[Records drawn from a dataset]
────────
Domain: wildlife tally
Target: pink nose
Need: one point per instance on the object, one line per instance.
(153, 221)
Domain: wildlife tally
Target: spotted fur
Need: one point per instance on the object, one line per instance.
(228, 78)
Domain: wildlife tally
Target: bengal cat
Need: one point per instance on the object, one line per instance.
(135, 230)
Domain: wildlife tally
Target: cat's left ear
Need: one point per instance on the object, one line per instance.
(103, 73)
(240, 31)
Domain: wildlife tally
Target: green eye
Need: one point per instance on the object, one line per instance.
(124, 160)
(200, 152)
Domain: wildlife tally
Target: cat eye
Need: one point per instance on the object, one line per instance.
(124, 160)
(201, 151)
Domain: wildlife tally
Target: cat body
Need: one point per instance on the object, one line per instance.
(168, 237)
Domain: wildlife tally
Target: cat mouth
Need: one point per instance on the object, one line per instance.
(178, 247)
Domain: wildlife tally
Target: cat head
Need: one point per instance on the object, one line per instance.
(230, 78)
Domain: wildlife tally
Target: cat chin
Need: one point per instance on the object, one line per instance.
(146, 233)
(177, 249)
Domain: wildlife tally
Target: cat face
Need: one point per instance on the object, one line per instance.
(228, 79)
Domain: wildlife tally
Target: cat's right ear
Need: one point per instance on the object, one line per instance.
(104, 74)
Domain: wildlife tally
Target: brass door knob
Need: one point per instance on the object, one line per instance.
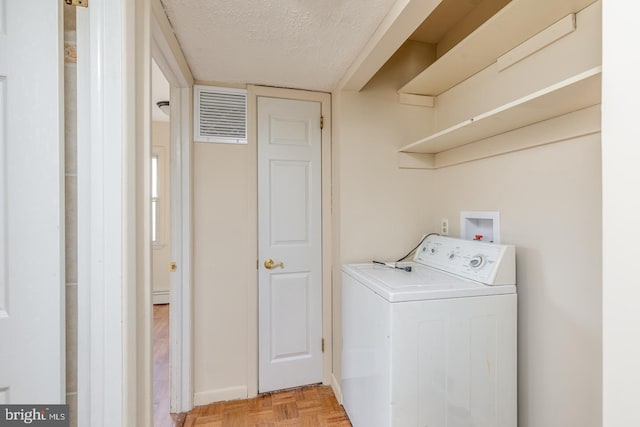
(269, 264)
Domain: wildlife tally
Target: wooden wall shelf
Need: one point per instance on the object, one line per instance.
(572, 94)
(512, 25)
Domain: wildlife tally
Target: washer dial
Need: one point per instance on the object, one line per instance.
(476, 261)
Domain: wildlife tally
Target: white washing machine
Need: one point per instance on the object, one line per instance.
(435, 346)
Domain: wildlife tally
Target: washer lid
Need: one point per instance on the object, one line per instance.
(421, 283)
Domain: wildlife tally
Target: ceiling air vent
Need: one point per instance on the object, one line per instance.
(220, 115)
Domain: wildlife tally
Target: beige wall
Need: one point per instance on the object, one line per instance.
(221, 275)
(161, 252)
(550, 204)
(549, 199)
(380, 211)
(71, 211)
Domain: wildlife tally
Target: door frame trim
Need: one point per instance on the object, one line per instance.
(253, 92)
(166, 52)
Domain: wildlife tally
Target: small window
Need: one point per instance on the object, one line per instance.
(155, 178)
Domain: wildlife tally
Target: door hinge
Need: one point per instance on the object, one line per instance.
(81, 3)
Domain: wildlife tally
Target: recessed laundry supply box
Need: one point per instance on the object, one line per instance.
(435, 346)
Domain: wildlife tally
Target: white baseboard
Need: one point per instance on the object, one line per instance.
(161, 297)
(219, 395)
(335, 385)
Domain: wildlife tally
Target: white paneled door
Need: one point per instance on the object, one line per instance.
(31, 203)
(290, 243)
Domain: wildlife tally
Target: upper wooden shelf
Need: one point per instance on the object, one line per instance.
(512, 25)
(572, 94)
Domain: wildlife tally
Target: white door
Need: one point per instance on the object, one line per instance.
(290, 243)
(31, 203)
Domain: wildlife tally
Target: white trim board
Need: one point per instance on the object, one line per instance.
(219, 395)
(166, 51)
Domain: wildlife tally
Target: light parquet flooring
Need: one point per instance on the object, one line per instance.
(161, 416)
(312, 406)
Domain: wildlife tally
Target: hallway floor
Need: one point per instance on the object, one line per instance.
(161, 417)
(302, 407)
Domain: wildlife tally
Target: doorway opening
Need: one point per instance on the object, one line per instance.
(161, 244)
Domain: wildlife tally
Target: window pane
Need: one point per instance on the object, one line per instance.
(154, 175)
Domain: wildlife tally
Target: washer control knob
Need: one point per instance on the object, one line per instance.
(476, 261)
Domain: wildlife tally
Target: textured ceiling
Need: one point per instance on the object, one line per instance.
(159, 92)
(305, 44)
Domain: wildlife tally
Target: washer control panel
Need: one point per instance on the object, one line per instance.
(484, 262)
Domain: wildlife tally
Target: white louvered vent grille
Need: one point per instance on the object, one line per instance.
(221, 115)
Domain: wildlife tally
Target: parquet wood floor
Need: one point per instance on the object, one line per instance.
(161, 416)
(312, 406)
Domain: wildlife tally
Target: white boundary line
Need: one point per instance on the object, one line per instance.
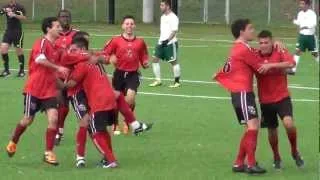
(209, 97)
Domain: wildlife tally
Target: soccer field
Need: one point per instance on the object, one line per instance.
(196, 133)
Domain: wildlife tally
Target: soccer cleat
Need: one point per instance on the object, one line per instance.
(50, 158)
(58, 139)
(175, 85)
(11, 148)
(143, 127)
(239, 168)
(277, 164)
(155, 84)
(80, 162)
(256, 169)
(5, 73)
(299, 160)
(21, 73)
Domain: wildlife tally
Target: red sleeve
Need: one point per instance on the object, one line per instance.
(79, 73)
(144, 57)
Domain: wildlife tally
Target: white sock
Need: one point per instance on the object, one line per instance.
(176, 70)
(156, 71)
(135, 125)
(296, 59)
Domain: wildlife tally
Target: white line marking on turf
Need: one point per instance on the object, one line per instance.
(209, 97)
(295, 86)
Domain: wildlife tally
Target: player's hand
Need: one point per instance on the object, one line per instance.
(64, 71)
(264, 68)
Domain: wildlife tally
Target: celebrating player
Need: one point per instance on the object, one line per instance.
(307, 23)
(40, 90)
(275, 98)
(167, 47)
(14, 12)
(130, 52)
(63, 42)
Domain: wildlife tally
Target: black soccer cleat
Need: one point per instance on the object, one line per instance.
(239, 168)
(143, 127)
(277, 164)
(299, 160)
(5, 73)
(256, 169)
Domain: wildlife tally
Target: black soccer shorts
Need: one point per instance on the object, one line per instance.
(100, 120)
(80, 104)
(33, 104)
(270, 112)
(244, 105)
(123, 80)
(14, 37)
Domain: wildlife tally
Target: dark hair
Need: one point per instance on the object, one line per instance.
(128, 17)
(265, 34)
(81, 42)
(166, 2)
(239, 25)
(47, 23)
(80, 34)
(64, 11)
────────
BRIEF: Would you copy out every entry above word for word, without the pictures?

TASK ANSWER:
Domain: wildlife tally
Target: pink nose
Need: one point per instance on the object, one line per instance.
(153, 221)
Domain: wildlife tally
Target: spotted fur
Need: one point per instance on the object, one line per instance.
(228, 78)
Domain: wildlife tally
Target: bengal cat
Need: one point per instance on the object, one line per instance.
(135, 230)
Domain: wildlife tally
Target: cat's left ear
Need: one point per instance on the object, one line per instance.
(103, 73)
(240, 31)
Domain: wildlife tally
Target: green eye
Need: one point per instance on the object, one line per instance.
(124, 160)
(200, 152)
Domain: wildlife tally
Target: cat eye
Need: one point per instance on the object, one line per instance.
(124, 160)
(201, 151)
Domain: wildlife tally
Target: cat body
Need: one point per instance on the object, one line per instance.
(168, 237)
Domain: wildlife tally
Target: cat mouth
Need: one point per instance on the object, one line per instance.
(178, 247)
Domain: wildlife tally
Target: cat head
Need: one point per instance on the object, one line per instance.
(230, 78)
Domain: wildlife tally
Target: cat chin
Need: one point per instance on the object, one line per instance.
(146, 233)
(177, 249)
Domain: wildlife tally
Target: cat face
Need: one point per instance on the object, one line per instance.
(228, 79)
Domain: wildlife tally
Target: cat's right ear
Need: one point per instance on the object, one line per instance.
(104, 74)
Domain: wildlife tally
Target: brass door knob
Need: one point per instance on the object, one line per instance.
(269, 264)
Domain: wildlife tally
Target: wooden wall shelf
Need: one point per instance on the object, one line per instance.
(572, 94)
(512, 25)
Domain: wildlife tally
Target: washer dial
Need: one point per instance on the object, one line per instance.
(476, 261)
Domain: wildlife tally
Target: white washing machine
Need: one point per instance on the object, one line per instance.
(435, 346)
Domain: wildlife tally
Target: washer lid
Need: one point per instance on the object, one line per instance.
(421, 283)
Domain: wildlife tally
Target: ceiling air vent
Need: one point per instance on the object, one line per instance.
(220, 115)
Domain: wildlife tally
Target: beige wall
Need: one point per instance on the object, one line per instance.
(221, 275)
(161, 252)
(550, 204)
(549, 199)
(380, 211)
(71, 211)
Domain: wildlife tally
Target: door frame trim
Need: one point per instance on the object, one line per instance.
(253, 92)
(166, 52)
Domain: wildlife tally
Target: small window
Need: one point per instance on the object, one line per instance.
(155, 178)
Domain: wildlife tally
Target: door hinge
Need: one point per instance on the object, one line per instance.
(81, 3)
Domain: wildlife tally
Target: recessed laundry supply box
Need: one point per instance on the object, one line per instance.
(435, 346)
Domain: wildlife tally
Target: white baseboard
Need: one point per instance on the object, one line per instance.
(161, 297)
(219, 395)
(335, 385)
Domain: wildlife tally
Target: white paneled door
Need: one point per instance on the object, one line per instance.
(31, 203)
(290, 243)
Domain: wildlife tally
Target: upper wooden shelf
Need: one point per instance on the object, one line per instance.
(512, 25)
(572, 94)
Domain: wildlife tally
Target: white door
Need: one point per instance on the object, one line per instance.
(290, 243)
(31, 203)
Domain: wildlife tally
Target: white trim board
Need: one point per instance on the object, one line per instance.
(219, 395)
(166, 51)
Domain: wildlife tally
Target: light parquet flooring
Need: one point per instance on the object, one line per instance.
(161, 416)
(312, 406)
Domain: wildlife tally
Target: hallway floor
Need: one point per instance on the object, one line per instance.
(161, 417)
(302, 407)
Domain: wildlife tally
Target: doorway opening
Need: one point per instance on the object, one line per instance.
(161, 244)
Domain: wildlife tally
Target: window pane
Need: one point per instance on the object, one line per instance.
(154, 175)
Domain: wildlife tally
Target: washer control knob
Need: one point per instance on the object, one line per instance.
(476, 261)
Domain: wildlife tally
Target: textured ceiling
Need: one point per instance on the object, one line per instance.
(159, 92)
(305, 44)
Domain: wildlife tally
Target: washer control panel
Need: one point per instance on the object, one line per instance.
(484, 262)
Domain: wildlife tally
Target: white louvered vent grille
Need: one point per instance on the object, one line per instance.
(221, 115)
Domain: wildlife tally
Target: parquet wood floor
Need: one point per instance on the object, one line per instance.
(161, 416)
(312, 406)
Domain: wildlife tally
Target: white boundary line
Need: one point per instance on the object, one line per instance.
(209, 97)
Domain: wildlife tally
Target: soccer field
Need: one point per instance on the object, one line per instance.
(196, 133)
Domain: wildlife tally
Target: soccer cleat
Need: one point per instance on the object, one line per instance.
(50, 158)
(58, 139)
(175, 85)
(11, 148)
(143, 127)
(239, 168)
(277, 164)
(155, 84)
(80, 162)
(256, 169)
(5, 73)
(299, 160)
(21, 73)
Domain: wildlife tally
Target: red sleeve
Need: one point per instance on the object, one line per instance.
(79, 73)
(144, 57)
Domain: wildlife tally
Target: white sock
Need: one point per instance on the object, one line per instance.
(176, 70)
(156, 71)
(135, 125)
(296, 59)
Domain: wildlife tally
Target: white line marking on turf
Need: one point per instance on the object, one line per instance.
(209, 97)
(295, 86)
Domain: wildlife tally
Target: player's hand
Need: one point per instance on the object, one line per instance.
(64, 71)
(264, 68)
Domain: wildlife tally
Target: celebrating player
Need: one point per instance on the object, one line per instance.
(307, 23)
(40, 90)
(275, 98)
(167, 47)
(14, 12)
(130, 52)
(63, 42)
Domain: wildlife tally
Target: black soccer cleat
Need: one point per instance on the object, one line per instance.
(239, 168)
(143, 127)
(277, 164)
(299, 160)
(5, 73)
(256, 169)
Domain: wildlife tally
Target: black soccer shorts
Need: one point per instance on the object, one line per instance.
(100, 120)
(80, 104)
(33, 104)
(270, 112)
(244, 105)
(123, 80)
(14, 37)
Domain: wildlife tally
Target: dark hair
Need: one point per instance on the object, one line per instance.
(128, 17)
(265, 34)
(81, 42)
(166, 2)
(239, 25)
(47, 23)
(80, 34)
(64, 11)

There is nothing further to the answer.